__Extracted text__
>> START

Thursday, April 8, 2010

Nanou Nanou

Tucked away on Robert St. is a portal into Paris. Crepe Nanou has been serving the fare of the Parisian Bistro for two decades, and while not everything you eat will have you wanting to reread Hemingway's A Moveable Feast, much of it is very good.

Pastis, here Pernod, is a strong opening to any meal. Pour into the glass a few drops of ice cold water and watch the liquor become a cloud of sunshine. The French drink pastis to revive themselves after a long day in the sun. If you like it though, you need no excuses.

The menu tows the line with a limited collection of starters with nothing extraneous: a few light salads, one or two soups, pâté and cheese plates. The pâté plate had some stunning examples of the craft of charcuterie, but the hardened, greasy saucisson and bland olives need to be replaced. For a restaurant a baguette's throw away from St. James Cheese Co., they can do better than this.

Lindsay ordered a butternut squash soup with shrimp. Often times a restaurant's butternut squash soup is a Robo Coupe, whipped concoction that seems more fitting to be served at dessert. Not at Nanou, which features a light shrimp stock holding chunks of butternut squash and nice, firm shrimp.

>> END

__Work instructions__
**1.** Reproduce the part of the Crepe Nanou review between "Nanou Nanou" and "need no excuses.", inclusive.
**2.** Switch "shrub" to "bush" in the records between the lines holding "of the cracked" and "column 744, row 349", inclusive, and give only those lines, with nothing else altered.
The records that follow are unrelated to the restaurant review.

__Recorded data__
>> START

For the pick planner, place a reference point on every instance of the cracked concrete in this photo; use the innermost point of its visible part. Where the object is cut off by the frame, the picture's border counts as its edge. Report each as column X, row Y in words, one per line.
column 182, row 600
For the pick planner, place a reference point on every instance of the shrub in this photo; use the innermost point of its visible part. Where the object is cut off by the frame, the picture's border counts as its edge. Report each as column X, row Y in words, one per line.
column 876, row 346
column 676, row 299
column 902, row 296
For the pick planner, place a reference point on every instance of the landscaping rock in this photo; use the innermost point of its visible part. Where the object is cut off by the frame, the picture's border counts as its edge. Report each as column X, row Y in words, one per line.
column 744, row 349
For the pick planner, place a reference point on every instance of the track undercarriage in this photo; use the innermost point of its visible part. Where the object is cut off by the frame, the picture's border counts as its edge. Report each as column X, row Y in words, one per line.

>> END
>> START

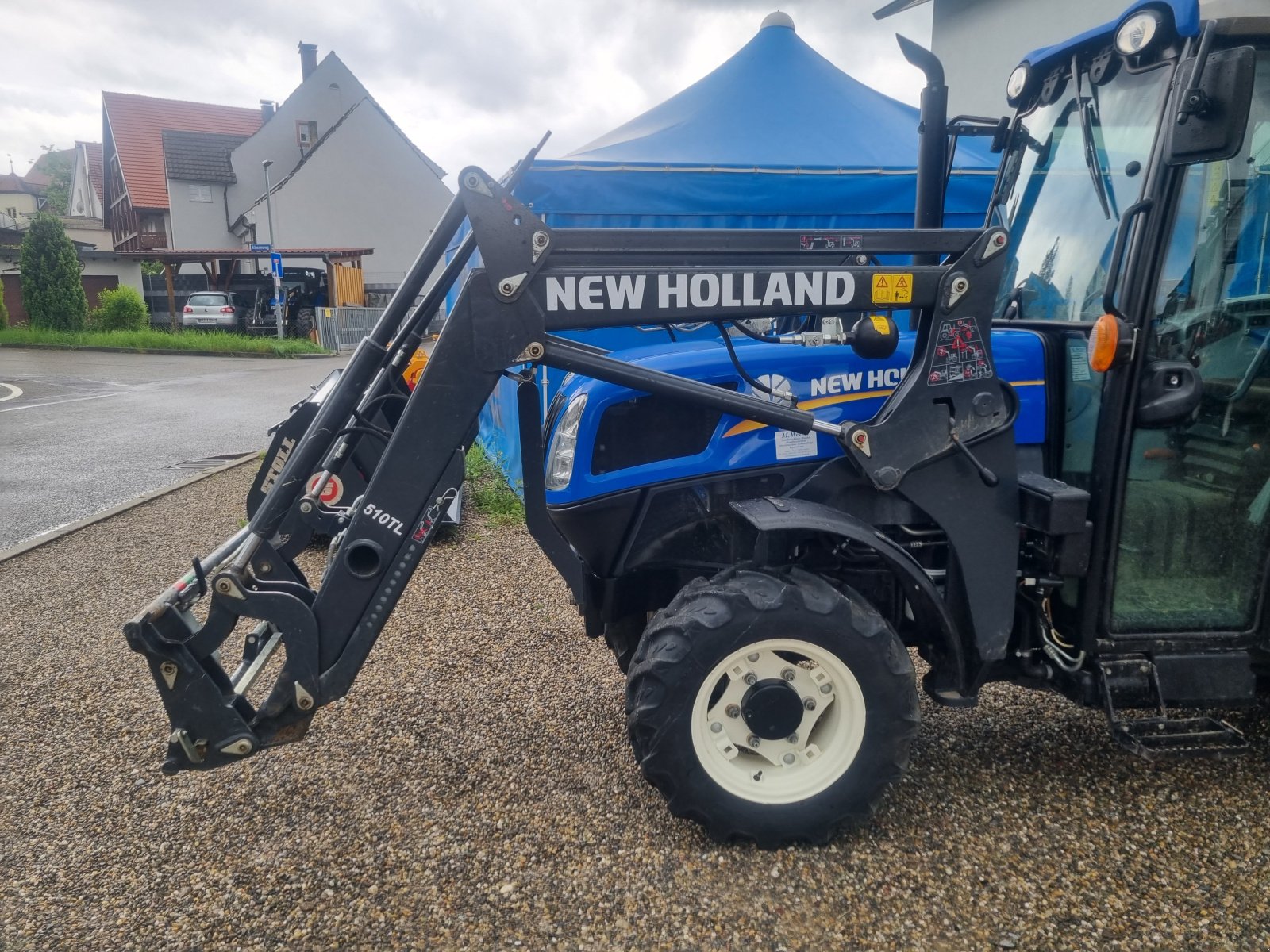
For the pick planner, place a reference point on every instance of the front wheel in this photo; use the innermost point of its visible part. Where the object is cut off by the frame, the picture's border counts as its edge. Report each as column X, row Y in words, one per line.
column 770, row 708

>> END

__Correct answers__
**1.**
Nanou Nanou

Tucked away on Robert St. is a portal into Paris. Crepe Nanou has been serving the fare of the Parisian Bistro for two decades, and while not everything you eat will have you wanting to reread Hemingway's A Moveable Feast, much of it is very good.

Pastis, here Pernod, is a strong opening to any meal. Pour into the glass a few drops of ice cold water and watch the liquor become a cloud of sunshine. The French drink pastis to revive themselves after a long day in the sun. If you like it though, you need no excuses.

**2.**
For the pick planner, place a reference point on every instance of the cracked concrete in this photo; use the innermost point of its visible part. Where the object is cut off by the frame, the picture's border counts as its edge. Report each as column X, row Y in words, one per line.
column 182, row 600
For the pick planner, place a reference point on every instance of the bush in this photo; use the innermost point of its visible part. Where the object is cut off by the frame, the picture's border counts as its edge. Report each as column X, row Y in words, one per line.
column 876, row 346
column 676, row 299
column 902, row 296
For the pick planner, place a reference point on every instance of the landscaping rock in this photo; use the innermost point of its visible part. Where the object is cut off by the frame, the picture's border counts as its edge. Report each as column X, row Y in words, one per line.
column 744, row 349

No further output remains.